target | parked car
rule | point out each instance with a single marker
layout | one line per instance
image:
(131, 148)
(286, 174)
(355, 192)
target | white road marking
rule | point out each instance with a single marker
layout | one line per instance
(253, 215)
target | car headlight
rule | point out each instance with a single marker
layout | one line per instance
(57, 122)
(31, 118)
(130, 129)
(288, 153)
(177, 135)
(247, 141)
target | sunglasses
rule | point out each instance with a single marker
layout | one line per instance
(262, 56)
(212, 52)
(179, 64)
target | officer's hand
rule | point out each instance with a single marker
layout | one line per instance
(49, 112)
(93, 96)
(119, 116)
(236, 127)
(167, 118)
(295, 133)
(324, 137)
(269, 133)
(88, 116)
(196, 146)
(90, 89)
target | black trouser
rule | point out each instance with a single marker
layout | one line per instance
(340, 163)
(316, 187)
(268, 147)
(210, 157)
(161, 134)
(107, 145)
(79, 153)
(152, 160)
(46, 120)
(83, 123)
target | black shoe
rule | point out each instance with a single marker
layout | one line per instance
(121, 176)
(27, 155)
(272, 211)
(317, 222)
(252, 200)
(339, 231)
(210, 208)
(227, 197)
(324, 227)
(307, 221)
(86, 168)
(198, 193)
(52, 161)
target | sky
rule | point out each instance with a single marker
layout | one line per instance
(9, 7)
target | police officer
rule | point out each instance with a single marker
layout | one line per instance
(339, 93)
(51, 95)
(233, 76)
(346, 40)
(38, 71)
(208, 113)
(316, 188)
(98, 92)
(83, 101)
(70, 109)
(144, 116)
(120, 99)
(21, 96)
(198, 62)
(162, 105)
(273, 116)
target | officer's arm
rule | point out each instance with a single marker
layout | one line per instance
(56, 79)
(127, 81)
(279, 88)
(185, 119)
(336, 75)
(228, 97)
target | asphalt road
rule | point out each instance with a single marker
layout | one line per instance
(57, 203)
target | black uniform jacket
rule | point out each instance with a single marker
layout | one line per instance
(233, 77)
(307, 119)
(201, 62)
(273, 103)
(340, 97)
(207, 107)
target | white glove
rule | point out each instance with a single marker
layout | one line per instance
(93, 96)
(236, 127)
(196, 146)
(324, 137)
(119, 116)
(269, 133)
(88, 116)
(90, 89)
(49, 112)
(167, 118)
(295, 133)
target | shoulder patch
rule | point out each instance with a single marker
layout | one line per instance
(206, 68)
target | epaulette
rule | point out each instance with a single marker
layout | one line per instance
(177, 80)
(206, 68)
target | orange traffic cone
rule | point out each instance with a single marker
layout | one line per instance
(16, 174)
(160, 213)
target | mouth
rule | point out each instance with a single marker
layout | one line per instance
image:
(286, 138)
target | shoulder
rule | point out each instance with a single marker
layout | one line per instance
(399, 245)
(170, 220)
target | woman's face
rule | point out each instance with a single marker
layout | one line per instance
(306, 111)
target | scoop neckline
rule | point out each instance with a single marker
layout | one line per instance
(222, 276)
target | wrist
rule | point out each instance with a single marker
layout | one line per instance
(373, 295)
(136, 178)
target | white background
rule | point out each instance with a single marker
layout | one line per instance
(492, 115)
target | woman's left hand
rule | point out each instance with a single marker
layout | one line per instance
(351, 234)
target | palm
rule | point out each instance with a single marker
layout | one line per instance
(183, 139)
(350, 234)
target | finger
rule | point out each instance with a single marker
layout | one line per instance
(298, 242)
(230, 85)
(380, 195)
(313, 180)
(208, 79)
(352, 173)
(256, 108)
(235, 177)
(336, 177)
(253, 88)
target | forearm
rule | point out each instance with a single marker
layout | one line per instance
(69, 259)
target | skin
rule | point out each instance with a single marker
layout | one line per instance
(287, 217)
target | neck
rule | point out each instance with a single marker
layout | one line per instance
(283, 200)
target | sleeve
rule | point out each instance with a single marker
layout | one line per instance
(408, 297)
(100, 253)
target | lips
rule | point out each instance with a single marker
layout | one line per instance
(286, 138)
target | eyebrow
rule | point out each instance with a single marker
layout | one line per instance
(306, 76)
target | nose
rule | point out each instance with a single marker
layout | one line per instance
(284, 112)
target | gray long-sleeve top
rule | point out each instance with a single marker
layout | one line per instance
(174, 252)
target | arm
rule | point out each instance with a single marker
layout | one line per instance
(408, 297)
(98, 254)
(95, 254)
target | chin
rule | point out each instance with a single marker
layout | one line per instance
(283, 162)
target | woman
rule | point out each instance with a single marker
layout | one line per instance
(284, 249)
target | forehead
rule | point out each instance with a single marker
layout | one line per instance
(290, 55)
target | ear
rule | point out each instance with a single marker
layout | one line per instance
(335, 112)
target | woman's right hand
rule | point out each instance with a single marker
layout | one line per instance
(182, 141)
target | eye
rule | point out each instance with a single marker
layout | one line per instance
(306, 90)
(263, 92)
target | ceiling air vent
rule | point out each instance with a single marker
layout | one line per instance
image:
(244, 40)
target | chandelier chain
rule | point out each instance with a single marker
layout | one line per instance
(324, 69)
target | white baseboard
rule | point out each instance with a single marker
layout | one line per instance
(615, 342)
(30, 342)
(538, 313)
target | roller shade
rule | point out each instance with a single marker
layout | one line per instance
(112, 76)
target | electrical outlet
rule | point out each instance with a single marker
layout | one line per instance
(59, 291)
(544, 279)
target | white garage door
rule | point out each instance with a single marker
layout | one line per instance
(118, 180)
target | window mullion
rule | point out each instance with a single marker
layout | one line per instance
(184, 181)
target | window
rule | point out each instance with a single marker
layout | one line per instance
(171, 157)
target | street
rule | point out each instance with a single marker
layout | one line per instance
┄┄┄┄┄┄┄┄┄┄┄┄┄┄┄┄┄┄┄┄
* **WRITTEN TASK**:
Transcribe the material above word for word.

* **TASK SOLUTION**:
target | parked car
rule | point out each instance with a single marker
layout | one line per instance
image:
(131, 148)
(286, 174)
(355, 192)
target | white road marking
rule | point out each instance with a single marker
layout | one line per instance
(253, 215)
target | car headlight
rule | point out each instance with a single marker
layout | one line per instance
(57, 122)
(31, 118)
(130, 129)
(288, 153)
(177, 135)
(247, 141)
target | sunglasses
rule | point out each instance with a single marker
layout | one line per instance
(262, 56)
(212, 52)
(179, 64)
target | officer's hand
rule | point out each instance with a single marker
layout | one line per instance
(49, 112)
(93, 96)
(119, 116)
(236, 127)
(167, 118)
(295, 133)
(324, 137)
(269, 133)
(88, 116)
(196, 146)
(90, 89)
target | black trouser
rule | point out each instance with a single marker
layout | one line per instance
(340, 163)
(316, 187)
(268, 147)
(210, 157)
(161, 134)
(107, 145)
(79, 153)
(152, 160)
(46, 120)
(83, 123)
target | black shoe
rule | point out each instance with a single marker
layout | one line per instance
(121, 176)
(27, 155)
(272, 211)
(317, 222)
(252, 200)
(339, 231)
(210, 208)
(227, 197)
(324, 227)
(307, 221)
(86, 168)
(198, 193)
(52, 161)
target | sky
rule | point out each instance with a single marker
layout | one line per instance
(9, 7)
target | police officer
rule | point out each instance with a single marker
layout | one line per instance
(339, 93)
(51, 95)
(233, 76)
(346, 40)
(38, 71)
(208, 113)
(316, 188)
(98, 92)
(83, 101)
(70, 109)
(144, 116)
(120, 99)
(21, 96)
(198, 62)
(162, 105)
(273, 116)
target | officer's arm
rule | point out each instance with a single marker
layout | one line per instance
(56, 79)
(127, 81)
(279, 88)
(185, 119)
(336, 75)
(228, 97)
target | asphalt road
rule | point out each instance with a single marker
layout | one line per instance
(57, 203)
target | black uniform jacket
rule | point out each instance with a single marker
layout | one line per instance
(233, 77)
(307, 119)
(201, 62)
(273, 103)
(340, 97)
(207, 107)
target | white glove
rule | point out each instance with a single marker
layout | one line per instance
(93, 96)
(236, 127)
(196, 146)
(324, 137)
(119, 116)
(269, 133)
(88, 116)
(90, 89)
(49, 112)
(167, 118)
(295, 133)
target | shoulder patch
rule | point out each instance with a single marker
layout | one line per instance
(206, 68)
target | epaulette
rule | point out each instance with a single marker
layout | one line per instance
(177, 80)
(206, 68)
target | orange traffic cone
rule | point out each instance with a single marker
layout | one line per instance
(16, 174)
(160, 213)
target | mouth
rule | point out each instance with a single marker
layout | one line per instance
image:
(286, 138)
target | shoulder
rule | point out each instance with a single marker
layout | one line per instance
(399, 245)
(170, 220)
target | woman's face
rule | point out each instance with a single marker
layout | one line per instance
(306, 111)
target | scoop neckline
rule | point out each instance with a single marker
layout | one line per instance
(222, 276)
target | wrist
rule | point out each instance with a single marker
layout | one line per instance
(373, 295)
(136, 178)
target | white background
rule | point out each instance with a single marker
layout | one line per instance
(492, 115)
target | woman's left hand
rule | point out each instance with a single marker
layout | one line per instance
(351, 234)
target | palm
rule | point out each instance with a single marker
layout | one line per instance
(183, 139)
(350, 234)
target | finger
rule | point out each instance with a single marker
layout | one line per instance
(298, 242)
(230, 85)
(380, 195)
(313, 180)
(208, 79)
(352, 173)
(256, 108)
(235, 177)
(336, 177)
(253, 88)
target | forearm
rule | point out each instance with a single marker
layout | one line per instance
(69, 259)
target | skin
rule | point out each instance with a single marker
layout | one line per instance
(287, 217)
target | neck
rule | point out each instance with a single marker
layout | one line per instance
(283, 200)
target | sleeve
rule | point out each instance with a single marker
layout | one line per instance
(408, 297)
(100, 253)
target | lips
rule | point out each instance with a single marker
layout | one line per instance
(286, 138)
target | eyebrow
rule | point out each instance with a single marker
layout | one line per instance
(306, 76)
target | nose
rule | point out each instance with a single marker
layout | one line per instance
(284, 112)
target | gray long-sleeve top
rule | point out each instance with a single marker
layout | one line per instance
(174, 252)
target | arm
rule | point out each instance with a single marker
layout | one line per instance
(408, 297)
(98, 254)
(95, 254)
target | chin
rule | point out each instance with a single marker
layout | one line per instance
(283, 162)
target | woman
rule | point out each instance with a single marker
layout | one line per instance
(284, 249)
target | forehead
rule | point out each instance with a single marker
layout | one line per instance
(290, 55)
target | ear
rule | point out each instance with a single marker
layout | one line per instance
(335, 112)
target | woman's right hand
rule | point out each instance with a single marker
layout | one line per instance
(182, 141)
target | eye
rule | point out each instance with a single marker
layout | one line per instance
(306, 90)
(263, 92)
target | ceiling air vent
rule | point out each instance with a single marker
layout | one line per instance
image:
(244, 40)
target | chandelier chain
rule | point out each instance with a single marker
layout | one line per instance
(324, 69)
target | white baseboard
rule | point out each instance with a single marker
layout | one line per instance
(615, 342)
(30, 342)
(538, 313)
target | roller shade
rule | point out each instance with a single marker
layout | one line per instance
(112, 76)
target | electrical outlet
rule | point out each instance with a single marker
layout | one line per instance
(59, 291)
(544, 279)
target | white garage door
rule | point out each instance with a single marker
layout | one line per instance
(118, 180)
target | window mullion
rule | point out each instance with a single marker
layout | one line per instance
(184, 181)
target | window
rule | point out each instance with a single marker
layout | one line per instance
(171, 157)
target | street
rule | point out each instance with a single marker
layout | one line per instance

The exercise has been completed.